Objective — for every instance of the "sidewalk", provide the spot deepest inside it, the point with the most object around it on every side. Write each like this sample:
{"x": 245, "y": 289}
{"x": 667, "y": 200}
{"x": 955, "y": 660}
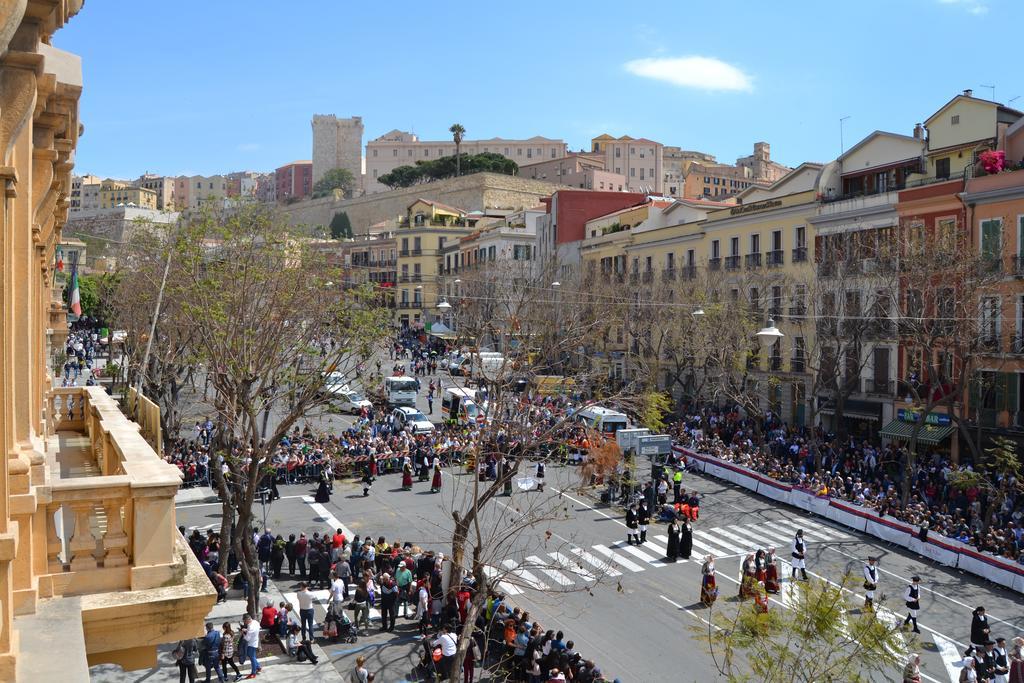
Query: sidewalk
{"x": 276, "y": 666}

—————

Turn the listing above into a JSON list of strings, with one string for each line. Skip blank lines and leave out the picture.

[
  "Objective — for every instance of the \"sidewalk\", provide the spot deepest inside it, the point with the most object around it on every side. Write each like this sample:",
  "{\"x\": 245, \"y\": 289}",
  "{\"x\": 667, \"y\": 200}",
  "{\"x\": 955, \"y\": 660}",
  "Query: sidewalk",
  "{\"x\": 276, \"y\": 666}"
]